[begin Given entries]

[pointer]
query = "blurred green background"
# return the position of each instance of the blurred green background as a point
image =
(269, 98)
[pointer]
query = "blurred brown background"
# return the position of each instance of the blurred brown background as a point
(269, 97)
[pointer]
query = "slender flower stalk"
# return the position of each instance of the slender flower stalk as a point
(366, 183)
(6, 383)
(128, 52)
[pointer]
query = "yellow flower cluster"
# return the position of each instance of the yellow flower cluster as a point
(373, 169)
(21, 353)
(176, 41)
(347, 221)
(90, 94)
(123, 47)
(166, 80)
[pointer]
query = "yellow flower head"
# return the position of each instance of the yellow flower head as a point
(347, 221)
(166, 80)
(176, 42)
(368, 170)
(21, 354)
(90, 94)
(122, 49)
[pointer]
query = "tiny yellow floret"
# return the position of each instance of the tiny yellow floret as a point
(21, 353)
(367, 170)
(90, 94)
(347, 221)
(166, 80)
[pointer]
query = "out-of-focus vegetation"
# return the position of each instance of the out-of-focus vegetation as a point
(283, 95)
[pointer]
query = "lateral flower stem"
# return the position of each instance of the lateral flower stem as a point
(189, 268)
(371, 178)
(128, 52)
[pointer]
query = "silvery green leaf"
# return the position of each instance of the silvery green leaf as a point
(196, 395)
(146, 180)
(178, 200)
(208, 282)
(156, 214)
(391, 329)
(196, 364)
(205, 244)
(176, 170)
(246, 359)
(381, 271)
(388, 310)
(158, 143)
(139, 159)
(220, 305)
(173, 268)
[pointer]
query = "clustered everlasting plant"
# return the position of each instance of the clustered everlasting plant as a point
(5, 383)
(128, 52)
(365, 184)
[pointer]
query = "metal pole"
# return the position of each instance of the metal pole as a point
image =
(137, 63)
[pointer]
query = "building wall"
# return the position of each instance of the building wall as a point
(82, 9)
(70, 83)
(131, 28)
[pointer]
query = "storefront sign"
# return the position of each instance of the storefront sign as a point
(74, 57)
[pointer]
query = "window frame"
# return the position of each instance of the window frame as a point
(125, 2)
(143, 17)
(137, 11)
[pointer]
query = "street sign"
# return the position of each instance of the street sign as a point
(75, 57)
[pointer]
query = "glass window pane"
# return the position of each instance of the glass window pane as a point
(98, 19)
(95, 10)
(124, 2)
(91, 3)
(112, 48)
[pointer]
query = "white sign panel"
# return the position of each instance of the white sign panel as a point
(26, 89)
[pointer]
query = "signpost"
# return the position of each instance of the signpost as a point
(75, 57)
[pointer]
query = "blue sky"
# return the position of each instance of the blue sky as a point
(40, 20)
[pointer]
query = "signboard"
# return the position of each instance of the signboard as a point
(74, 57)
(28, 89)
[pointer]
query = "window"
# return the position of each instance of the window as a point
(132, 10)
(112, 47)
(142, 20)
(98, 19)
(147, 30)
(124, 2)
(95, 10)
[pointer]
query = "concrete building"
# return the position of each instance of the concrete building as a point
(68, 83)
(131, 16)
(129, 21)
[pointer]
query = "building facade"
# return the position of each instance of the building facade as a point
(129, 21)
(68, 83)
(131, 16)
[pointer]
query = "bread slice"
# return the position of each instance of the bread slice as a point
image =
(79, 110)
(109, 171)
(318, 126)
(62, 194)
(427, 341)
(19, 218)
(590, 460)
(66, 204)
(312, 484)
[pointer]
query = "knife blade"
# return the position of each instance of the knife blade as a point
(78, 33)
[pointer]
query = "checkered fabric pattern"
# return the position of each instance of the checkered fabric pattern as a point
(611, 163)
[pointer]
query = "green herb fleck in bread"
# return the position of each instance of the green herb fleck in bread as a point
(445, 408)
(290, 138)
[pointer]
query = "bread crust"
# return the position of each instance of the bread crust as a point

[end Given entries]

Transcribe all of the lines in the records precisely.

**Exercise output**.
[pointer]
query = "blurred green background"
# return the position of each instance of the blurred green background as a point
image =
(269, 98)
[pointer]
query = "blurred brown background"
# return the position of each instance of the blurred brown background as a point
(269, 97)
[pointer]
query = "slender flower stalk"
# return the position of each instance of the slender flower stalk as a point
(366, 183)
(6, 383)
(128, 52)
[pointer]
query = "yellow flower cluster"
# return the position of each instance of the yellow flower cluster as a point
(373, 169)
(21, 353)
(176, 41)
(347, 221)
(90, 94)
(123, 47)
(166, 80)
[pointer]
query = "yellow flower head"
# return the position of each instance of the yellow flower head as a point
(347, 221)
(166, 80)
(176, 42)
(368, 170)
(21, 354)
(90, 94)
(122, 49)
[pointer]
query = "tiny yellow floret"
# return the position of each instance of the tiny yellow floret as a point
(21, 353)
(367, 170)
(90, 94)
(347, 221)
(166, 80)
[pointer]
query = "out-of-focus vegetation"
# return the position of each instance of the out-of-focus vegetation as a point
(283, 95)
[pointer]
query = "lateral flower stem"
# return the position of each instance of the lateral flower stem as a point
(189, 268)
(371, 178)
(128, 52)
[pointer]
query = "silvery green leaf"
# return the position of each instance of the silvery green leaf as a point
(196, 395)
(146, 180)
(178, 200)
(208, 282)
(156, 214)
(391, 329)
(196, 364)
(205, 244)
(176, 170)
(246, 359)
(381, 271)
(388, 310)
(158, 143)
(139, 159)
(220, 305)
(173, 268)
[pointer]
query = "clustered everlasting plant"
# return the position of each instance of the clustered everlasting plant as a point
(5, 383)
(128, 52)
(365, 184)
[pointer]
query = "metal pole"
# return the position of each instance of the metal pole as a point
image =
(137, 63)
[pointer]
query = "building wall"
# return the position of each instance of the building wall as a point
(82, 9)
(70, 83)
(131, 28)
[pointer]
query = "storefront sign"
# return the position of each instance of the storefront sign as a point
(74, 57)
[pointer]
query = "window frame"
# return the position of each instance of the window frame as a point
(125, 2)
(143, 17)
(137, 11)
[pointer]
query = "street sign"
# return the position of each instance of the street sign as a point
(75, 57)
[pointer]
query = "glass window pane"
# return the position of each instance of the glass window pane as a point
(98, 19)
(95, 10)
(124, 2)
(91, 3)
(112, 48)
[pointer]
query = "white sign panel"
# return the position of each instance of the white sign panel as a point
(26, 89)
[pointer]
query = "signpost"
# return the position of each instance of the signpost as a point
(75, 57)
[pointer]
query = "blue sky"
# return the position of each instance of the blue sky as a point
(40, 20)
[pointer]
query = "signboard"
# return the position of each instance of the signboard as a point
(74, 57)
(28, 89)
[pointer]
query = "window"
# return the position of each instance of the window as a point
(132, 10)
(112, 47)
(142, 20)
(98, 19)
(147, 30)
(124, 2)
(95, 10)
[pointer]
query = "concrete building"
# return the position of each instance of the concrete building as a point
(68, 83)
(131, 16)
(129, 21)
[pointer]
query = "building facade"
# return the position of each instance of the building facade as a point
(129, 21)
(68, 83)
(131, 16)
[pointer]
query = "bread slice"
# return the position of each instance of the bread slice as a point
image =
(79, 110)
(109, 171)
(318, 126)
(62, 194)
(427, 341)
(19, 218)
(590, 460)
(66, 204)
(312, 484)
[pointer]
query = "knife blade"
# return the position of each instance of the knife blade as a point
(78, 33)
[pointer]
query = "checkered fabric pattern"
# return the position of each instance of the checkered fabric pattern as a point
(611, 163)
[pointer]
query = "green herb fleck in bread"
# return the position of each instance of the green herb fleck in bread as a point
(445, 408)
(290, 138)
[pointer]
query = "bread crust"
# return the position of each instance of the bread crust as a point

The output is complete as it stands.